— begin —

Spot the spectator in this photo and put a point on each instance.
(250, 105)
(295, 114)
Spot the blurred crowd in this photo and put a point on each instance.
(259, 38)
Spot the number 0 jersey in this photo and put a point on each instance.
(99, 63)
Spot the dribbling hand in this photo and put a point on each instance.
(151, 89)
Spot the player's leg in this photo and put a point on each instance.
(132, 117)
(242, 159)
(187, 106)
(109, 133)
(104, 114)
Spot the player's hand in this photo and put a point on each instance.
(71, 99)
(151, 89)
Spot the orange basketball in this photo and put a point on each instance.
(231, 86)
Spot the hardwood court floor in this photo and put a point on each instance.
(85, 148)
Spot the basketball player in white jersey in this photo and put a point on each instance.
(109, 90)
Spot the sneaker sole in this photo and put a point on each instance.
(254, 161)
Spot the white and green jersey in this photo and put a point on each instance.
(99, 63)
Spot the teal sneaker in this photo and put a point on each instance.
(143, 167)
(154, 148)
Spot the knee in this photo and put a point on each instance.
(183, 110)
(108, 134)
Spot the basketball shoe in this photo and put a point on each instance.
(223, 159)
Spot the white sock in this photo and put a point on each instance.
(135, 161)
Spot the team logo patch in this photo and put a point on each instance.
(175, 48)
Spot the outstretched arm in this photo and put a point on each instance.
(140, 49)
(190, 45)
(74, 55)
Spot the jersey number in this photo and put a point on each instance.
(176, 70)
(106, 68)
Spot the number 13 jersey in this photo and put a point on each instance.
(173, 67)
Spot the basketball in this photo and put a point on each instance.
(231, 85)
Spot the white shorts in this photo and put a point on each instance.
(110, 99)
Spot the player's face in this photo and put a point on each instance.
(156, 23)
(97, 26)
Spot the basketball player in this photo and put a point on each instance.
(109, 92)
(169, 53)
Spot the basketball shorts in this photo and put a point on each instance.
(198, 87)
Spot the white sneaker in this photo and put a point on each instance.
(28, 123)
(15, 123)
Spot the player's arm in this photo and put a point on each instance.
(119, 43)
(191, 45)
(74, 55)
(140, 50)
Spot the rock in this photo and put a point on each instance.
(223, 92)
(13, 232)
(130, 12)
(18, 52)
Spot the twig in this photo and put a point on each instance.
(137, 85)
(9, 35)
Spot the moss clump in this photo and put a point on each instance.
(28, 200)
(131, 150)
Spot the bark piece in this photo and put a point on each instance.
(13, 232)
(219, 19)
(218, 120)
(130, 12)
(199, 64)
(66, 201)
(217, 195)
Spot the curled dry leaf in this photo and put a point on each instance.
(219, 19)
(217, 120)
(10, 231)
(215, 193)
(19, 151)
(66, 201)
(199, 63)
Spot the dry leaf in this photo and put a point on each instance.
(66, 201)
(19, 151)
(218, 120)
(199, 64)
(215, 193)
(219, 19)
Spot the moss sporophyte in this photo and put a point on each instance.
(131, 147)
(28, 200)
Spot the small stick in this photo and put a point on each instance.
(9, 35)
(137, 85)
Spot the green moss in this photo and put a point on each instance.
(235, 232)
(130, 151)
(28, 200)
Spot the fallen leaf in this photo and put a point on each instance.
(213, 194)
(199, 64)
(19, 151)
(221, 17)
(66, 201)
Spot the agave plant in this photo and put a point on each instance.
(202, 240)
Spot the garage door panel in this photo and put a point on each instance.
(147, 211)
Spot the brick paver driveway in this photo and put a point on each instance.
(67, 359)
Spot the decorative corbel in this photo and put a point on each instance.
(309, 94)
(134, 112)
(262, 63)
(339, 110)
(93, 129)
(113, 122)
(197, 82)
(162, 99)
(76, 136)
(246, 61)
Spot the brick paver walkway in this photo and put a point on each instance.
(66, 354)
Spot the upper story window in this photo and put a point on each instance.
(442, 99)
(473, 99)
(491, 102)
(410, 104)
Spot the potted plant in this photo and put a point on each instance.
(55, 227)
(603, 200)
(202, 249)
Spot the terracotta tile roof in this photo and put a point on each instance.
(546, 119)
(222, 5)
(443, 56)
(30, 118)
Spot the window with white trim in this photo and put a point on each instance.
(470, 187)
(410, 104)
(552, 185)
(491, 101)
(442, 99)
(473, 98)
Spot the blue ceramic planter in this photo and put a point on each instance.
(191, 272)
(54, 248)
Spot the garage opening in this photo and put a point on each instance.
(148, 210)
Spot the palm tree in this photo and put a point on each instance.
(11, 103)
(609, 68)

— end —

WHAT YOU HAVE TO DO
Go back to the listing above and please repeat it exactly.

RESPONSE TO THE EXERCISE
Spot the spectator in this photo and put a point on each instance.
(250, 105)
(295, 114)
Spot the blurred crowd in this photo and put a point on each instance.
(259, 38)
Spot the number 0 jersey in this photo and put a point on each instance.
(99, 63)
Spot the dribbling hand in this photo and put a point on each instance.
(151, 89)
Spot the player's leg in this photo and put a point on each instance.
(132, 117)
(242, 159)
(187, 106)
(109, 133)
(104, 114)
Spot the player's hand in this photo and put a point on each instance.
(71, 99)
(151, 89)
Spot the orange basketball in this photo and put a point on each instance.
(231, 86)
Spot the hardwood court floor in this photo and put a point on each instance.
(85, 148)
Spot the basketball player in white jersey in this photo and put a point on each instance.
(109, 90)
Spot the sneaker sole in this photo and put a point on each instance.
(254, 161)
Spot the white and green jersey in this photo and put a point on each instance.
(99, 63)
Spot the teal sneaker in this photo and put a point on each instance.
(143, 167)
(154, 148)
Spot the knee in this photo and put a point on each instance.
(183, 110)
(108, 134)
Spot the basketball shoe in this photo and put a point on each instance.
(223, 159)
Spot the white sock in this photo and put a point on each instance.
(135, 161)
Spot the team logo patch in this photo and put a point on each instance.
(175, 48)
Spot the outstretched arm in this photo and put a point on each instance.
(140, 49)
(190, 45)
(74, 55)
Spot the jersey number in this photo and put a point on each instance.
(176, 70)
(106, 68)
Spot the number 13 jersey in this photo and put a point on each instance.
(173, 67)
Spot the basketball in this photo and put a point on each instance.
(231, 85)
Spot the white shorts in this photo and put a point on each instance.
(110, 99)
Spot the player's face in this photo and put a point on each instance.
(156, 23)
(97, 26)
Spot the basketball player in this photo and put a point on each instance.
(109, 92)
(169, 53)
Spot the basketball shorts in this photo and put a point on each instance.
(198, 87)
Spot the white sneaker in this photo and put a point on each instance.
(28, 123)
(15, 123)
Spot the player's arm in this photo and put a point on each instance.
(119, 43)
(191, 45)
(74, 55)
(140, 50)
Spot the rock in this photo and put a point on each instance.
(223, 92)
(13, 232)
(130, 12)
(18, 52)
Spot the twig in this photo and put a point on each instance.
(137, 85)
(9, 35)
Spot the moss clump in this photo and put a point on each instance.
(28, 200)
(131, 150)
Spot the bark piece in this photo and put a point on each instance.
(13, 232)
(219, 19)
(218, 120)
(130, 12)
(199, 64)
(66, 201)
(217, 195)
Spot the curled dry leaf in this photo and put a point on each instance.
(219, 19)
(217, 120)
(10, 231)
(215, 193)
(19, 151)
(66, 201)
(199, 63)
Spot the dry leaf in this photo and put a point on each instance.
(66, 201)
(19, 151)
(218, 120)
(199, 64)
(215, 193)
(219, 19)
Spot the moss sporophyte in this photo and put a point on each instance.
(131, 147)
(28, 200)
Spot the small stick in this photo and put a point on each instance.
(9, 35)
(137, 85)
Spot the green moss in this photo and put a point on each instance.
(235, 232)
(130, 151)
(28, 200)
Spot the fallen leaf in this photo and put a point on each instance.
(213, 194)
(199, 64)
(19, 151)
(221, 17)
(66, 201)
Spot the agave plant in this photo and put a point on each instance.
(202, 240)
Spot the garage door panel in this photo and put a point on each instance.
(147, 211)
Spot the brick paver driveway in this photo and put a point on each instance.
(67, 359)
Spot the decorative corbel in this photo and put a point on each instance.
(309, 94)
(134, 112)
(262, 63)
(339, 110)
(93, 129)
(113, 122)
(197, 82)
(162, 99)
(76, 136)
(246, 61)
Spot the brick paver walkway in this photo and put a point on each instance.
(66, 354)
Spot the upper story window in this photo and put a point on each instance.
(442, 99)
(473, 99)
(491, 102)
(410, 104)
Spot the potted plant in this photo and put a point on each instance.
(55, 227)
(603, 200)
(202, 249)
Spot the terracotta tile roof in this photo and put a point on each instance.
(546, 119)
(222, 5)
(443, 56)
(30, 118)
Spot the window with white trim in this photo and put a point on each instance.
(470, 187)
(410, 104)
(552, 185)
(491, 101)
(442, 99)
(473, 98)
Spot the blue ceramic planter in this photo and put a point on each instance.
(191, 272)
(54, 248)
Spot the garage opening in this photo and put a point on each instance.
(148, 210)
Spot the palm tree in this photo and put a point on each instance.
(11, 103)
(609, 68)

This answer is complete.